[Stated goal] Locate each line in the items below that contains the string "shrub" and copy those lines.

[The records]
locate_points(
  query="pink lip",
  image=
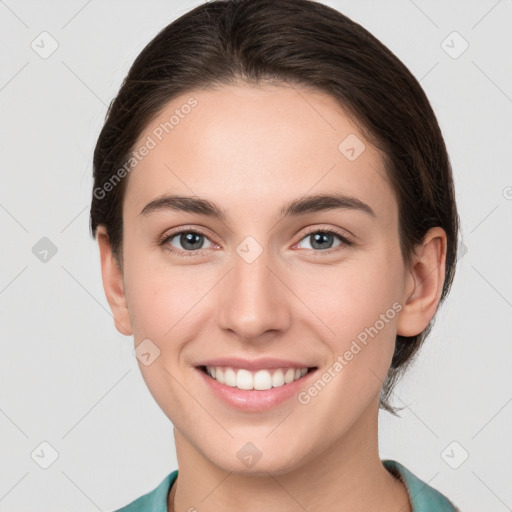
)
(254, 400)
(253, 364)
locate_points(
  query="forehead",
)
(240, 144)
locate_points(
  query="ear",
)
(113, 283)
(424, 284)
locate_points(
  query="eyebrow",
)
(301, 206)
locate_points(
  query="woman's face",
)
(265, 280)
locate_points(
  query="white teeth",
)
(259, 380)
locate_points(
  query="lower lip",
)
(253, 399)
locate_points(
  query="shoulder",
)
(424, 498)
(155, 500)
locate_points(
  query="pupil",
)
(321, 238)
(188, 239)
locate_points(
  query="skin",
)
(250, 149)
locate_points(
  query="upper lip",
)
(253, 364)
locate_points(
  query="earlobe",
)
(113, 283)
(424, 284)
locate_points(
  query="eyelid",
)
(347, 240)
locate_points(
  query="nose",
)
(254, 301)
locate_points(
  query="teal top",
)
(423, 497)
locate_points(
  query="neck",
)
(346, 475)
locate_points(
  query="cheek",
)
(357, 308)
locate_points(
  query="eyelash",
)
(346, 241)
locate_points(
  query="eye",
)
(321, 239)
(191, 241)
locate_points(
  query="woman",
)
(276, 219)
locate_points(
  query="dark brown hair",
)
(312, 45)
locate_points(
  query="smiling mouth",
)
(259, 380)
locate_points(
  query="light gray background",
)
(69, 379)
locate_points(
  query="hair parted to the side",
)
(304, 43)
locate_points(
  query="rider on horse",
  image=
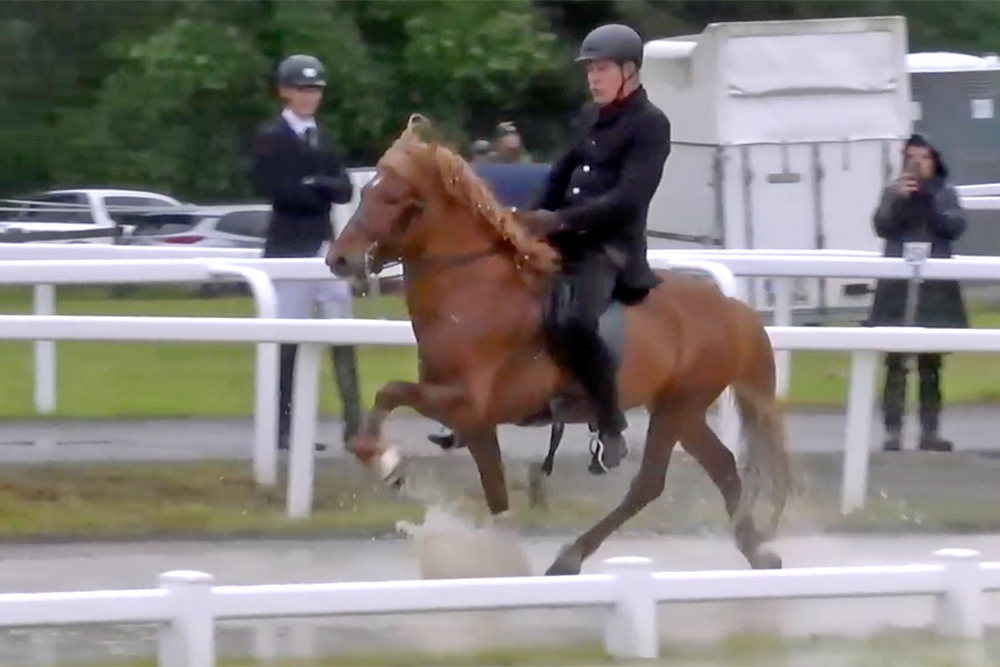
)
(598, 194)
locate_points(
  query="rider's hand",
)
(907, 184)
(541, 223)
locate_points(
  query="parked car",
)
(85, 209)
(228, 226)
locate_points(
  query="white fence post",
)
(631, 630)
(189, 639)
(44, 298)
(959, 611)
(305, 403)
(782, 317)
(857, 445)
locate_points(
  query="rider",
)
(595, 202)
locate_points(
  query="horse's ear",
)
(418, 127)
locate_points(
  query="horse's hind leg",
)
(647, 486)
(706, 448)
(538, 472)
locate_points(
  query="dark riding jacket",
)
(300, 217)
(603, 185)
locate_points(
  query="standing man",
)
(596, 199)
(302, 178)
(509, 148)
(920, 206)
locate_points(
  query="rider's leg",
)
(591, 283)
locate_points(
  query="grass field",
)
(122, 380)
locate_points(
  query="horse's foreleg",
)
(485, 450)
(434, 401)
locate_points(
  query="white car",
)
(219, 226)
(82, 210)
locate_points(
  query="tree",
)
(174, 116)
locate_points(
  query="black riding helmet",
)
(615, 42)
(301, 71)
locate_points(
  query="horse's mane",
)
(466, 189)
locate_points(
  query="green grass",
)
(125, 380)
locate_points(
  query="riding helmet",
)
(613, 41)
(301, 71)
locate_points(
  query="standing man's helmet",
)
(301, 71)
(615, 42)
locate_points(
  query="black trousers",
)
(894, 394)
(345, 373)
(580, 295)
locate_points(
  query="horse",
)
(476, 284)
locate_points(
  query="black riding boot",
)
(594, 368)
(286, 379)
(894, 401)
(929, 366)
(345, 373)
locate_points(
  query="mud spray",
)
(451, 543)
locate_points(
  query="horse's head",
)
(425, 203)
(381, 228)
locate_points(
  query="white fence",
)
(75, 264)
(187, 604)
(315, 335)
(864, 342)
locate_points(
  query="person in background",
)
(921, 206)
(481, 151)
(303, 177)
(508, 146)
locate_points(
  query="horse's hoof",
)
(606, 456)
(567, 563)
(536, 487)
(766, 560)
(391, 469)
(364, 447)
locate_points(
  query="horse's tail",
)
(765, 459)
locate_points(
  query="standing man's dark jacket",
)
(931, 215)
(603, 185)
(302, 183)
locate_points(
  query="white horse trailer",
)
(784, 133)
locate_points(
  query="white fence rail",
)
(187, 604)
(74, 264)
(864, 342)
(315, 335)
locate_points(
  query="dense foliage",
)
(166, 94)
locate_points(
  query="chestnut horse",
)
(475, 284)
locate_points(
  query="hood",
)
(924, 141)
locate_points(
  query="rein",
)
(430, 264)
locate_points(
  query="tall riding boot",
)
(929, 366)
(285, 379)
(894, 401)
(595, 369)
(345, 372)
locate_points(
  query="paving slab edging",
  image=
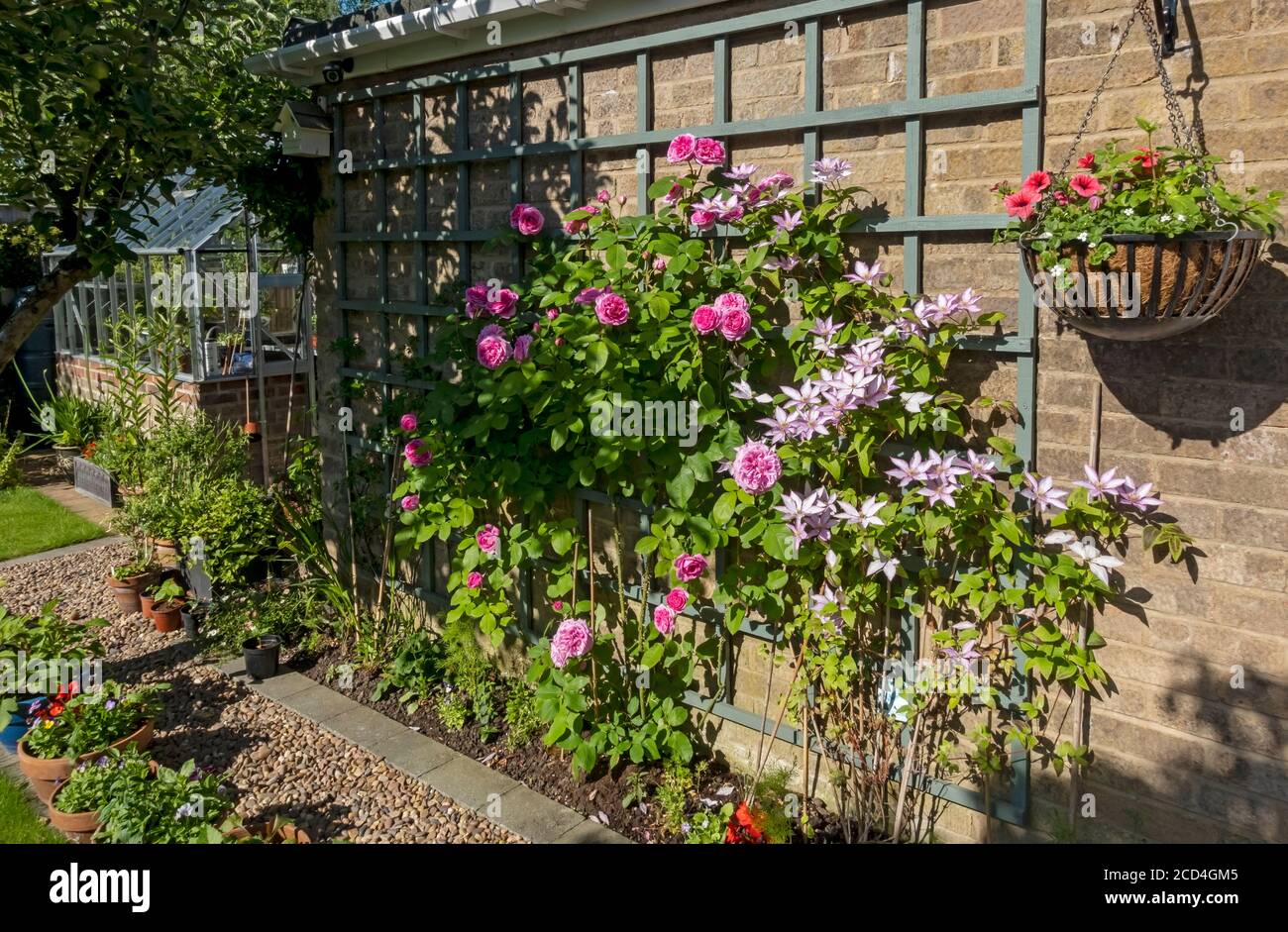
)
(445, 770)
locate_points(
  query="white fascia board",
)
(438, 34)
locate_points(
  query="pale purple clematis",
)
(1138, 496)
(883, 564)
(864, 273)
(1043, 493)
(1103, 484)
(1093, 559)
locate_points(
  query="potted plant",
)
(277, 830)
(129, 580)
(1137, 244)
(75, 726)
(91, 784)
(262, 656)
(168, 600)
(184, 806)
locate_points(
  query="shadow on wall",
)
(1218, 381)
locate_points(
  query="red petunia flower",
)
(1146, 158)
(1085, 184)
(1037, 181)
(1021, 202)
(745, 828)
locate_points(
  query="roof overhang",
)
(452, 30)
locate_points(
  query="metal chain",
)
(1183, 134)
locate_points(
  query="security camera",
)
(334, 72)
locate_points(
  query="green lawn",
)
(18, 820)
(31, 523)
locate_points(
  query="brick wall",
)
(1180, 753)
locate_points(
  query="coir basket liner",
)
(1183, 282)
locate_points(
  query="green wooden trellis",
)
(912, 226)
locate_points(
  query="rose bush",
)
(846, 484)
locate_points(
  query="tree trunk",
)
(21, 316)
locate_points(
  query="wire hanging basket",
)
(1154, 286)
(1151, 286)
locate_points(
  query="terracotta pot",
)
(80, 825)
(165, 615)
(287, 833)
(46, 774)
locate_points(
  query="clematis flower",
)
(1093, 559)
(572, 640)
(1044, 497)
(914, 400)
(1103, 484)
(883, 564)
(1138, 496)
(864, 273)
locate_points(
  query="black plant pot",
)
(261, 656)
(192, 619)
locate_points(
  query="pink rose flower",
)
(527, 219)
(682, 149)
(664, 619)
(612, 309)
(708, 153)
(488, 538)
(417, 454)
(690, 567)
(502, 303)
(734, 325)
(492, 349)
(756, 467)
(572, 639)
(706, 318)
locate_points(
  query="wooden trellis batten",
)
(1009, 803)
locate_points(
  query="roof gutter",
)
(447, 31)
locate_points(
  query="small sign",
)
(93, 480)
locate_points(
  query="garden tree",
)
(103, 103)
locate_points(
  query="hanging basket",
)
(1151, 286)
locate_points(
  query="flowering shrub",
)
(1150, 189)
(836, 470)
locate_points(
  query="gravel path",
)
(278, 761)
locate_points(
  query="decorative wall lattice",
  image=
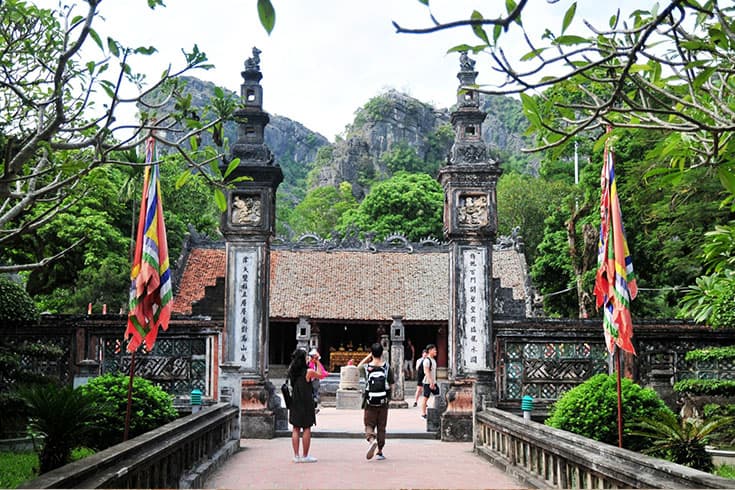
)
(671, 356)
(546, 370)
(178, 365)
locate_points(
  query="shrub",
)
(15, 303)
(61, 414)
(16, 369)
(17, 468)
(680, 441)
(591, 410)
(151, 408)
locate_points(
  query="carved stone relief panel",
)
(473, 210)
(472, 335)
(246, 210)
(246, 328)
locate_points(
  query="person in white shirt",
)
(430, 386)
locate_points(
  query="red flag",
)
(150, 279)
(615, 283)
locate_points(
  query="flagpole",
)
(620, 397)
(128, 410)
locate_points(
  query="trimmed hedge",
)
(15, 303)
(591, 410)
(710, 387)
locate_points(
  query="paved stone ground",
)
(409, 463)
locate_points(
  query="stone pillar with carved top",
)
(248, 225)
(397, 338)
(470, 224)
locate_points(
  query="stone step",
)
(360, 435)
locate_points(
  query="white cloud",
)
(325, 58)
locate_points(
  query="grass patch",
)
(725, 471)
(16, 468)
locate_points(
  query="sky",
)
(324, 58)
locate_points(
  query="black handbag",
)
(286, 392)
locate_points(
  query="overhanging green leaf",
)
(267, 15)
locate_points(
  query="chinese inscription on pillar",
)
(474, 333)
(244, 300)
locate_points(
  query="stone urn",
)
(348, 395)
(349, 378)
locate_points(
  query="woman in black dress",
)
(301, 414)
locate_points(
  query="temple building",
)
(341, 295)
(349, 290)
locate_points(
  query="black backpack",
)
(377, 384)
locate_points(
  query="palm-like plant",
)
(680, 441)
(61, 415)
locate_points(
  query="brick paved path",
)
(266, 464)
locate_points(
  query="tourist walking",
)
(409, 352)
(379, 381)
(301, 413)
(430, 386)
(419, 377)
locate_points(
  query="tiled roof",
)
(202, 268)
(354, 285)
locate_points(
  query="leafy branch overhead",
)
(60, 117)
(665, 67)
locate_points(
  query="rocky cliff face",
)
(293, 145)
(383, 122)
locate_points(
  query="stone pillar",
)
(248, 227)
(349, 395)
(384, 340)
(442, 358)
(87, 369)
(397, 337)
(303, 333)
(470, 224)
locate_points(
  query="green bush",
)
(591, 410)
(711, 354)
(710, 387)
(17, 468)
(61, 414)
(151, 408)
(681, 441)
(15, 303)
(724, 438)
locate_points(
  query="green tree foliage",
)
(151, 408)
(712, 297)
(52, 158)
(62, 415)
(402, 158)
(322, 208)
(17, 368)
(680, 441)
(102, 219)
(526, 201)
(408, 203)
(591, 410)
(439, 143)
(15, 303)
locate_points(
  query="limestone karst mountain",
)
(389, 130)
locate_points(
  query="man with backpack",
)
(379, 381)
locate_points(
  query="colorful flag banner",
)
(615, 283)
(150, 279)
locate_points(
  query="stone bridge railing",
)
(544, 457)
(180, 454)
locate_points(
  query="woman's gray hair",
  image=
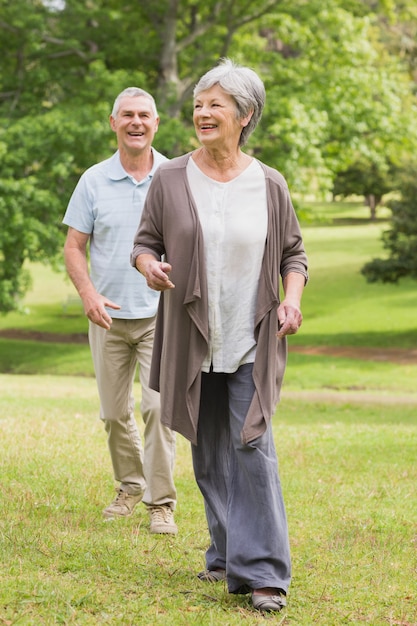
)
(133, 92)
(245, 87)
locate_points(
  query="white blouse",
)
(234, 220)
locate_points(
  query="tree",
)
(336, 94)
(400, 240)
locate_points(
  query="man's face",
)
(135, 124)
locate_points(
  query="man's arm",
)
(75, 255)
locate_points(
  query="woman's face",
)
(215, 118)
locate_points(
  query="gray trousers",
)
(116, 354)
(241, 488)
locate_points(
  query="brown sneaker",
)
(162, 520)
(122, 505)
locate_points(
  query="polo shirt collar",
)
(117, 172)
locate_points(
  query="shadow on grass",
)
(406, 340)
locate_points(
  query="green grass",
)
(348, 474)
(345, 433)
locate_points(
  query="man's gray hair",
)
(244, 85)
(133, 92)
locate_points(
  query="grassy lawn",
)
(346, 437)
(348, 474)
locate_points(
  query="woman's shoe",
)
(268, 603)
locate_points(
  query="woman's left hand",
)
(289, 318)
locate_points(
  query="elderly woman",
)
(217, 232)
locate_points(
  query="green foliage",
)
(339, 92)
(400, 240)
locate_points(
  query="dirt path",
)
(394, 355)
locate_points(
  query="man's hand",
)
(94, 304)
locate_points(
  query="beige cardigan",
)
(170, 226)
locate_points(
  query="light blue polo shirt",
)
(107, 204)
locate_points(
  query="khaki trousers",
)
(116, 353)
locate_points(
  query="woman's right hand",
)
(155, 272)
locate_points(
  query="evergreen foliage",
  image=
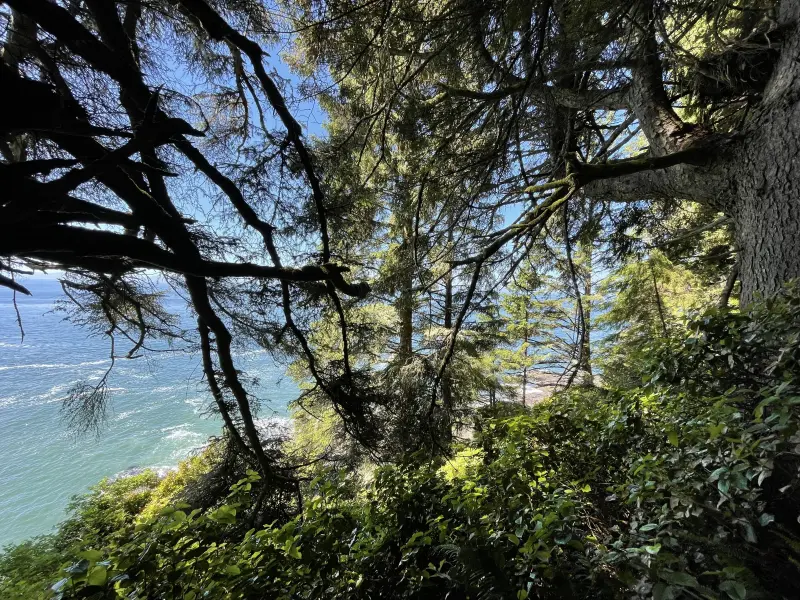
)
(685, 486)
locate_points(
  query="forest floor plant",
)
(684, 487)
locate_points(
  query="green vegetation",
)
(684, 487)
(504, 192)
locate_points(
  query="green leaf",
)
(91, 555)
(678, 578)
(653, 549)
(734, 589)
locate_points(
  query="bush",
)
(686, 487)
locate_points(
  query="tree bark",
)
(752, 176)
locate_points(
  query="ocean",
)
(158, 413)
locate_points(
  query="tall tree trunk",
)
(585, 366)
(753, 176)
(447, 392)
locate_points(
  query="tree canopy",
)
(474, 152)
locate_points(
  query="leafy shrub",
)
(686, 487)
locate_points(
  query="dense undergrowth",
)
(684, 487)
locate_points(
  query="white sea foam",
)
(55, 365)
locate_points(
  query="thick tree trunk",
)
(753, 177)
(766, 176)
(767, 225)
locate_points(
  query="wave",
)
(55, 365)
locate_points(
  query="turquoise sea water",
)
(158, 411)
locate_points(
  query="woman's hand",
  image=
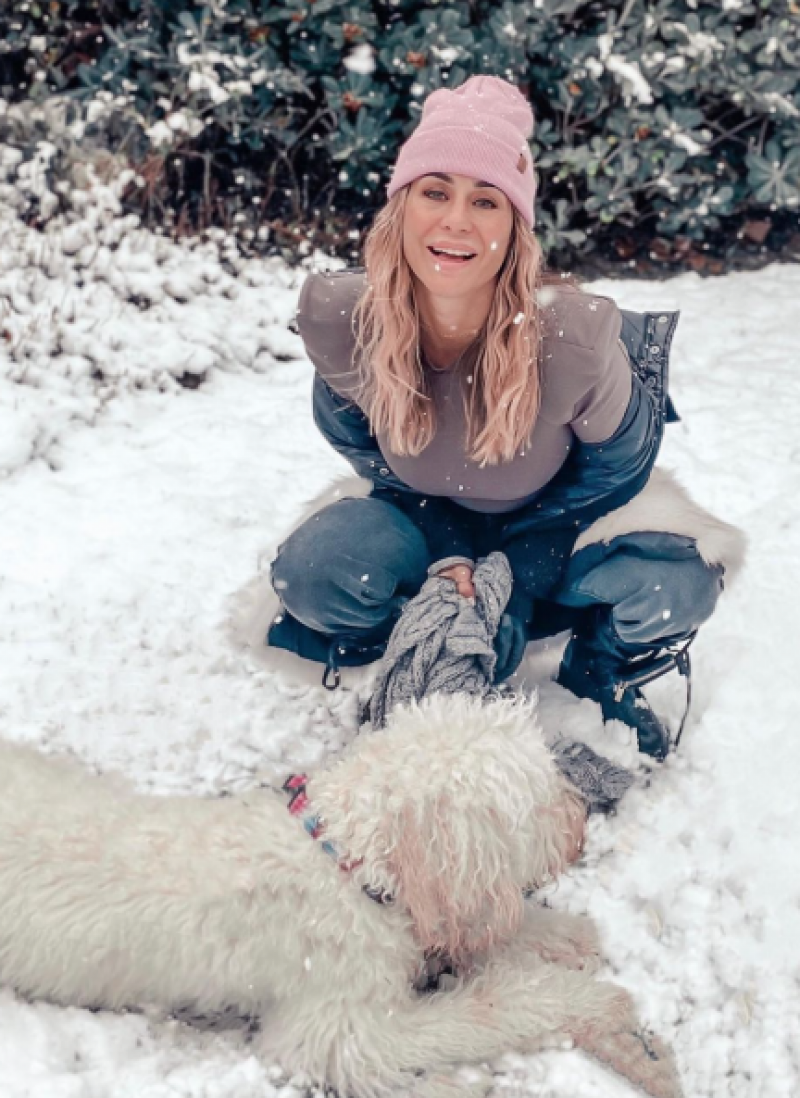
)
(461, 574)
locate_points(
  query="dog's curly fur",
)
(109, 898)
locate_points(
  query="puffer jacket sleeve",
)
(347, 428)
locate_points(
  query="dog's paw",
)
(639, 1056)
(464, 1083)
(566, 940)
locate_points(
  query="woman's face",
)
(461, 214)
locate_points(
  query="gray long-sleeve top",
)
(586, 390)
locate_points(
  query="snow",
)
(135, 508)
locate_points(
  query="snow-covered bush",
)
(661, 126)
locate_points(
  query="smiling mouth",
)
(451, 256)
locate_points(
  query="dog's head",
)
(455, 808)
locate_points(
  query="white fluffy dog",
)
(109, 898)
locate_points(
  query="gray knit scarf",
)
(442, 643)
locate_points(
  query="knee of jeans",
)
(669, 605)
(335, 592)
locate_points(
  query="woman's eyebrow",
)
(449, 179)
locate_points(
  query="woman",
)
(492, 406)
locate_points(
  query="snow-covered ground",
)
(134, 508)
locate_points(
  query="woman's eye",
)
(492, 205)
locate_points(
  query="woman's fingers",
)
(461, 574)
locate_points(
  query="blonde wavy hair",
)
(505, 394)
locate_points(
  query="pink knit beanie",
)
(480, 130)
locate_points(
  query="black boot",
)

[Answer below]
  query="flowering shrub",
  query="shrub",
  query="leafy shrub",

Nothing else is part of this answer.